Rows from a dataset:
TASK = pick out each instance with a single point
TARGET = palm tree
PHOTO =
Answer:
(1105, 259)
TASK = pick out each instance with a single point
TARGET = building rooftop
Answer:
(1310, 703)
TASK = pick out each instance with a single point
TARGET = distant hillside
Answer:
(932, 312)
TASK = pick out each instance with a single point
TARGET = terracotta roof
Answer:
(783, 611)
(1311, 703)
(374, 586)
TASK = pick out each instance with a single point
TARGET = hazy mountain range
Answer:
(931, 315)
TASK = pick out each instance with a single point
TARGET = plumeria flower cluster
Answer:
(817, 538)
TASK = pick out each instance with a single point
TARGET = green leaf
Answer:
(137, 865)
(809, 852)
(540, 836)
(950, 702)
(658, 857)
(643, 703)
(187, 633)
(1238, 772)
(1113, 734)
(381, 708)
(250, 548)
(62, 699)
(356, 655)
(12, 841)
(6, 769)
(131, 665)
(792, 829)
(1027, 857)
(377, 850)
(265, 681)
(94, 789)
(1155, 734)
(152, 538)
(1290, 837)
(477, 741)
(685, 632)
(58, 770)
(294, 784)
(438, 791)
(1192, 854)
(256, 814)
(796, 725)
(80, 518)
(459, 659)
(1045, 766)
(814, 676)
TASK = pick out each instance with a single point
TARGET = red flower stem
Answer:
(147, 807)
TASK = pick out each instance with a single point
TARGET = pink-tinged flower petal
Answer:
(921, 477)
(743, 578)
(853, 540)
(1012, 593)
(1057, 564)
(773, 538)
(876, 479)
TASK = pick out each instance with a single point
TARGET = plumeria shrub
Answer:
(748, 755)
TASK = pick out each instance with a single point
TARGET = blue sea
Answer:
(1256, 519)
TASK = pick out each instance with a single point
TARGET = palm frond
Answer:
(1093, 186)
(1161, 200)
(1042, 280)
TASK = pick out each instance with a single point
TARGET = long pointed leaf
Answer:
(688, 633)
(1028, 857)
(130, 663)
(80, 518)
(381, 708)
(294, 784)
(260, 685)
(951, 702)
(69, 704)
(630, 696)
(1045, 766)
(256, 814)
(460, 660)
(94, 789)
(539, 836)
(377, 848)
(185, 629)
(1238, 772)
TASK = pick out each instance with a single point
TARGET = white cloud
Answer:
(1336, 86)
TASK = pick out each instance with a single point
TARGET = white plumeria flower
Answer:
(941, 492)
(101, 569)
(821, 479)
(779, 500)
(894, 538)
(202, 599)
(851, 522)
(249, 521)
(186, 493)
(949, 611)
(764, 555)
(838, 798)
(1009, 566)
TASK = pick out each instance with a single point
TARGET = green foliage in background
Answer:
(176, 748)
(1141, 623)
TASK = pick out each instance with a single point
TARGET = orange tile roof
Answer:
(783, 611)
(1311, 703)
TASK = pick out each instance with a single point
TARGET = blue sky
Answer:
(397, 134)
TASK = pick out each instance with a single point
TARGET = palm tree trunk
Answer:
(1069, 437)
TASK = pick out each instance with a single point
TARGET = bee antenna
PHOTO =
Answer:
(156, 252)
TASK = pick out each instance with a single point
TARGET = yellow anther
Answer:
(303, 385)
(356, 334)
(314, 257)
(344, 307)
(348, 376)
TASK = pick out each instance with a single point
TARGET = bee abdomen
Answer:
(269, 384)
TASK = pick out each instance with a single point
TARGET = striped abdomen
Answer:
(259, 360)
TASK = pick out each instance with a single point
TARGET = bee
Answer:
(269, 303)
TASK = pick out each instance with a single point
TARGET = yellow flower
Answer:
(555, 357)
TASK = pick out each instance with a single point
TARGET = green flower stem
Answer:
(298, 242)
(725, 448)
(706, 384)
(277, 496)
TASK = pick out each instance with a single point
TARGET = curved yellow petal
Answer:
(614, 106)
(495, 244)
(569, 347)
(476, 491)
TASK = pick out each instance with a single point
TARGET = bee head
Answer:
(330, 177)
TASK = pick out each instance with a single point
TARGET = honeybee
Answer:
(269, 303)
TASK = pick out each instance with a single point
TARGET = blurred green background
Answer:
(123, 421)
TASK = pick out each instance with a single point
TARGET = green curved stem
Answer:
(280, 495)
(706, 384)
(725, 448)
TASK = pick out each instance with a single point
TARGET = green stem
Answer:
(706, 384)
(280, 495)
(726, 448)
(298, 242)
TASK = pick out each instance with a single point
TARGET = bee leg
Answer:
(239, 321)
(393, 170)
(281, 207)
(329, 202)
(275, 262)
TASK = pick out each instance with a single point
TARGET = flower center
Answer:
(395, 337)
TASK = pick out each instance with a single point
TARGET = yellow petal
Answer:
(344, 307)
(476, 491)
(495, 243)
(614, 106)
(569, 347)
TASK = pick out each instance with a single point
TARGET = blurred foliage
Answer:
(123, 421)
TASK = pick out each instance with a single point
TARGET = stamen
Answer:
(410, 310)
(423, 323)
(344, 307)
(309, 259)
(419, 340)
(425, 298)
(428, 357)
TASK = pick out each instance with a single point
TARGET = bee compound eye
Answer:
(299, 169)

### PROBLEM STATEMENT
Copy the entries word for word from their first line down to and including the line with "(1310, 703)".

### TASK RESULT
TASK = pick out each instance with a single point
TARGET = palm tree
PHOTO =
Answer:
(1105, 259)
TASK = pick out each instance with a single point
TARGET = building rooftop
Answer:
(1310, 703)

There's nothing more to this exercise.